▸ Task statement:
The records below need to come back exactly as they are, pictures omitted.

====== Working data ======

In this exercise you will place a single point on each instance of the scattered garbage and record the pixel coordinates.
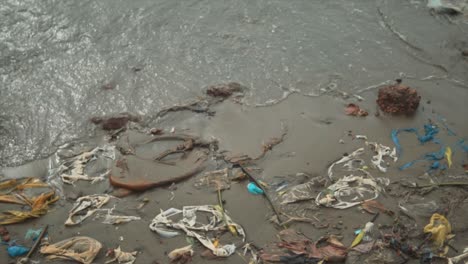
(192, 228)
(5, 235)
(448, 6)
(296, 248)
(382, 152)
(365, 231)
(355, 189)
(120, 256)
(254, 189)
(398, 99)
(13, 191)
(440, 230)
(17, 251)
(76, 170)
(89, 205)
(218, 180)
(81, 249)
(181, 255)
(86, 206)
(355, 110)
(371, 205)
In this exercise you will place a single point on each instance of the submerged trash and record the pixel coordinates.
(120, 256)
(365, 231)
(181, 255)
(217, 179)
(5, 235)
(17, 251)
(370, 205)
(355, 110)
(254, 189)
(78, 165)
(357, 189)
(217, 222)
(295, 248)
(115, 122)
(382, 152)
(89, 204)
(224, 90)
(398, 99)
(448, 6)
(81, 249)
(439, 228)
(14, 192)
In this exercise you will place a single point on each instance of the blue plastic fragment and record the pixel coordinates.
(32, 234)
(254, 189)
(16, 251)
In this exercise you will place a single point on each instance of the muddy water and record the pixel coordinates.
(56, 57)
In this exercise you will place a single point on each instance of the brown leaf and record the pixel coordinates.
(355, 110)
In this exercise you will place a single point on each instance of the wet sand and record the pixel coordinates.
(314, 129)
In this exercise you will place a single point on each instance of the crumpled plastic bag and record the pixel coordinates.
(81, 249)
(14, 191)
(90, 204)
(218, 221)
(121, 257)
(440, 229)
(357, 189)
(382, 152)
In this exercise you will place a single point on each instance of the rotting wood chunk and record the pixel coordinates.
(398, 99)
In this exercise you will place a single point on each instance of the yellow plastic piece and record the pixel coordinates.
(440, 228)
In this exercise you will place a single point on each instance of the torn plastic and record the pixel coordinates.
(188, 224)
(78, 165)
(382, 152)
(121, 257)
(89, 204)
(439, 228)
(357, 189)
(111, 219)
(354, 155)
(218, 180)
(24, 192)
(181, 255)
(81, 249)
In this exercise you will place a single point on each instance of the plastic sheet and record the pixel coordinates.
(355, 189)
(439, 228)
(188, 224)
(88, 204)
(81, 249)
(121, 257)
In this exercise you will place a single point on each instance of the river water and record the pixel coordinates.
(57, 55)
(65, 62)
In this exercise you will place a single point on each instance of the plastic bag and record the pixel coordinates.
(189, 224)
(81, 249)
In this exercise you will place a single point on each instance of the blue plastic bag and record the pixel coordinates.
(16, 251)
(254, 189)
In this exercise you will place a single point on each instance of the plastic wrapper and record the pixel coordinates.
(189, 224)
(350, 191)
(81, 249)
(121, 257)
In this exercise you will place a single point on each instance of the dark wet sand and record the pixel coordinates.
(315, 126)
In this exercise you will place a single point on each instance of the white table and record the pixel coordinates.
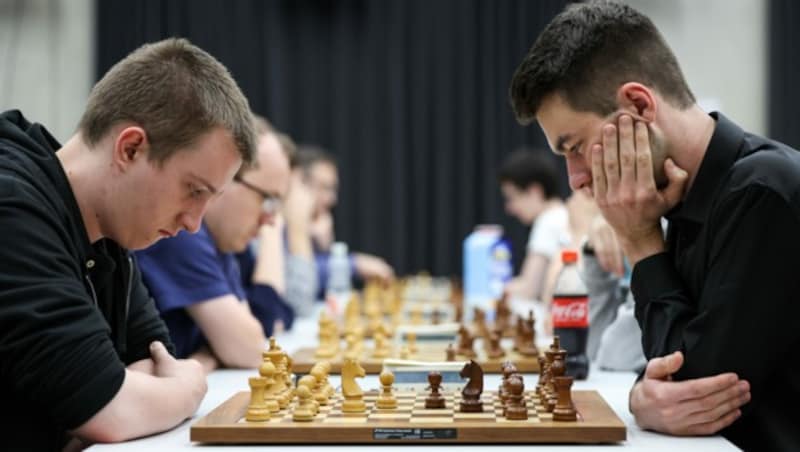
(613, 386)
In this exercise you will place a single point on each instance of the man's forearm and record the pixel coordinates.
(139, 408)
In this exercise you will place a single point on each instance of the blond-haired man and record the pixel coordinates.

======

▸ Written answer:
In this exercise you will place a single point on each instance of the scattered garbage and record the pixel coordinates.
(192, 228)
(5, 235)
(448, 6)
(296, 248)
(382, 152)
(365, 231)
(355, 189)
(120, 256)
(254, 189)
(398, 99)
(13, 191)
(440, 230)
(17, 251)
(76, 170)
(89, 205)
(218, 180)
(81, 249)
(181, 255)
(86, 206)
(355, 110)
(371, 205)
In this exercise you will place a single point on each instance of the submerged trash and record the pixel coordinates.
(120, 256)
(365, 231)
(181, 255)
(217, 179)
(5, 235)
(17, 251)
(370, 205)
(355, 110)
(254, 189)
(78, 165)
(357, 189)
(217, 222)
(295, 248)
(115, 122)
(382, 152)
(89, 204)
(224, 90)
(398, 99)
(448, 6)
(81, 249)
(439, 228)
(14, 192)
In this exercise you will place a single point on each instance of the blue plastic fragment and record the pixel coordinates.
(32, 234)
(254, 189)
(16, 251)
In this exercise you will place a single point on each instance of the muddy water and record the pixel coordinates.
(56, 57)
In this exercise you will place a single point on each instance of the brown leaf and record the pixel coordinates.
(355, 110)
In this exercise you will place a single point on each instance of the wet sand and record the pixel coordinates.
(314, 129)
In this exercise you will place a single point on each instance of the crumpled plastic bag and record the pixel coordinates.
(81, 249)
(14, 191)
(90, 204)
(218, 221)
(121, 257)
(440, 229)
(357, 189)
(382, 152)
In this exercise you will place a single point on each instance of the rotting wood chunk and record the pixel coordinates.
(398, 99)
In this exercise you will place a single point on each instance of the yellow plastic piece and record the pixel coordinates.
(440, 228)
In this exercise you will place a single point on each instance of the torn plastic and record the pixel coordinates.
(188, 224)
(78, 165)
(382, 152)
(121, 257)
(89, 204)
(439, 228)
(357, 189)
(111, 219)
(354, 155)
(218, 180)
(24, 192)
(181, 255)
(81, 249)
In this exercise you will place a single point on each instance of the plastic sheet and record the pixel coordinates.
(355, 189)
(439, 228)
(188, 224)
(88, 204)
(81, 249)
(121, 257)
In this exercise you will place a single point on each instance of the river water and record the pixel coordinates.
(57, 55)
(65, 62)
In this exercise you will place a single point on each instance of the plastic bag and record the pixel coordinates.
(189, 224)
(81, 249)
In this exercise you will place a single point on each instance of the blue plastic bag and record the pixel coordinates.
(16, 251)
(254, 189)
In this exercise you will place a single point on each instance of the plastic wrapper and record the pixel coordinates.
(189, 224)
(350, 191)
(81, 249)
(121, 257)
In this exercise you will place a single point on each instance of the dark wet sand and record the pixel coordinates.
(315, 126)
In this exercise you will place a single point on each instance of the white table and record the pixel coordinates.
(613, 386)
In this exercise you will place a single point on each instance of the man's forearm and record the pixel coordinates.
(139, 408)
In this exercise you will place a single point on each instance of the blond-haired man and record the pixel coordinates.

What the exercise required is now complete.